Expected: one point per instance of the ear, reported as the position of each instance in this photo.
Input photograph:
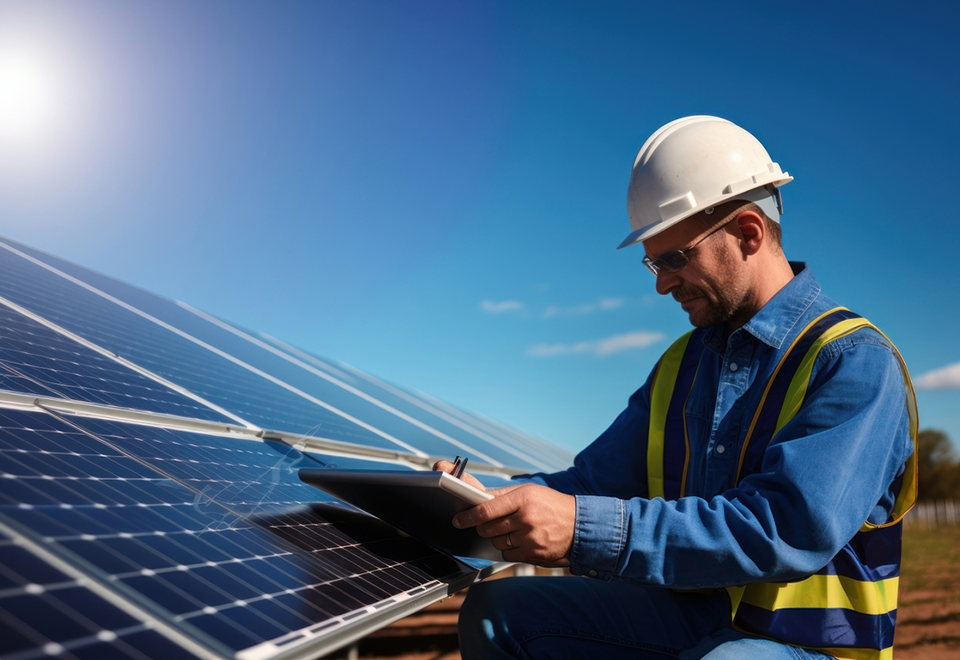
(752, 231)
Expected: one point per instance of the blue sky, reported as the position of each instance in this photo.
(434, 191)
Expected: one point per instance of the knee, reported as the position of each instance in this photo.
(485, 616)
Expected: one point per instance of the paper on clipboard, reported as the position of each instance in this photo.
(422, 504)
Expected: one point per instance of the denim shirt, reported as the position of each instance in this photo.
(826, 472)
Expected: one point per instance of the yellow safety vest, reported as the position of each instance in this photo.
(848, 609)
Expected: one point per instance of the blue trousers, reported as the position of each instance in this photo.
(569, 617)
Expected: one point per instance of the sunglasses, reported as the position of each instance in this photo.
(676, 260)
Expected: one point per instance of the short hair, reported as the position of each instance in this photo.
(772, 226)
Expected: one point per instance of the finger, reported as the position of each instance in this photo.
(499, 527)
(498, 507)
(472, 480)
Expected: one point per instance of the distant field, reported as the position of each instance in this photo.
(928, 617)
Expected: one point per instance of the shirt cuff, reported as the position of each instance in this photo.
(598, 536)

☆ ☆ ☆

### YOUR INSTRUCTIONS
Reproduce the lines of the listing from the one containing "Expected: one point per instance of the finger, reported" through the end of the listing, renaming "shirt cuff" as "sleeve cuff" and leaving every other word unchanged.

### ANSWER TO THIS PROBLEM
Expected: one point per instance of the finger, reported as the position of each instance in this photo.
(499, 527)
(498, 507)
(472, 480)
Expected: one point per instance of the distant field, reported as the position of each instance in this photo.
(928, 617)
Expected: one point per instance of the sleeve cuff, reported as the position of each instance in this photo.
(598, 536)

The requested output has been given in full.